What you should do: Please report every line of the records below that contains the word "output", matching case exactly.

Excerpted records:
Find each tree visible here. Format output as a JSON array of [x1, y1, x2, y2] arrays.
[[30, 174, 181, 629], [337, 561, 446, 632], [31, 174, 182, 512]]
---
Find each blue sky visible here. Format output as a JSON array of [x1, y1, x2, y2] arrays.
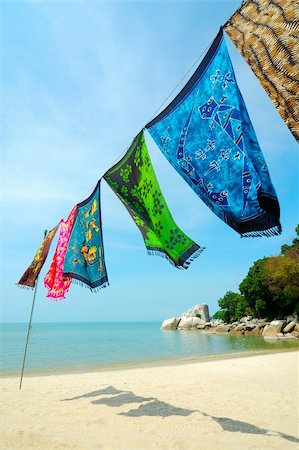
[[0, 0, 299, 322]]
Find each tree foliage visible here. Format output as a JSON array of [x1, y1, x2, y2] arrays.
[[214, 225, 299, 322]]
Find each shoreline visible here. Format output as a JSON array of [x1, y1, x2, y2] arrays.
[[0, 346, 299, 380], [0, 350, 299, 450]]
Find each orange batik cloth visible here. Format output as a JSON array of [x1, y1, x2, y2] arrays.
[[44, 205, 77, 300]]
--
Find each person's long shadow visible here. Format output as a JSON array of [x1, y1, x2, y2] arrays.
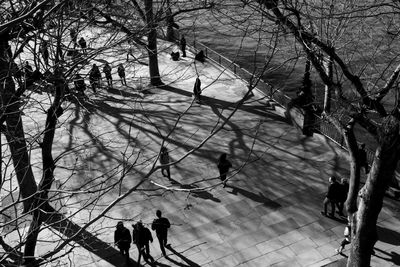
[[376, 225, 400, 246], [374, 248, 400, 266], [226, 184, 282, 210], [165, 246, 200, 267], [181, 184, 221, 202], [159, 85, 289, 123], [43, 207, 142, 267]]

The solution:
Find each tree visible here. Format output as a JSON array of [x1, y1, x2, y2] arrays.
Find each blue sky visible here. Format output as a JSON array of [x1, y1, x2, y2] arrays.
Find each tree foliage visible here. Format output as a JSON array of [x1, y1, x2, y2] arrays.
Find each shoreline visible here. Format output as a JSON array of [x1, y1, x2, y2] arrays.
Find each orange batik cloth visible here. Format output as a JSON array of [x1, y1, x2, y2] arrays.
Find each person's long shadow visible here. Format output as a JSON array of [x1, y1, x2, y2] arrays.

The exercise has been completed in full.